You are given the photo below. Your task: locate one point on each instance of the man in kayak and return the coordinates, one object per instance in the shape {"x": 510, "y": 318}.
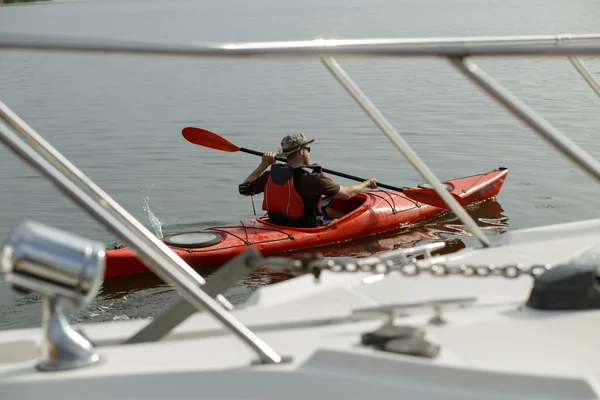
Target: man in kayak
{"x": 293, "y": 193}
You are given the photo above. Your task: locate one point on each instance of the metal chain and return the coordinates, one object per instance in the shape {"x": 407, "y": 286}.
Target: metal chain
{"x": 412, "y": 268}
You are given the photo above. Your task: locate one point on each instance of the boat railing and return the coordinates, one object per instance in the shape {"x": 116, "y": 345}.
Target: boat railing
{"x": 32, "y": 148}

Directions for this task
Each line in which the string "above" is found must be copied from the data.

Result
You are given the photo above. Your task: locate one point on each instance of the metal chain and return the coordinates, one object per instance in the shape {"x": 407, "y": 286}.
You are given the photo above. Your task: locate one point on each instance of the boat railing and return the coordinates, one object per instance in the shape {"x": 116, "y": 345}.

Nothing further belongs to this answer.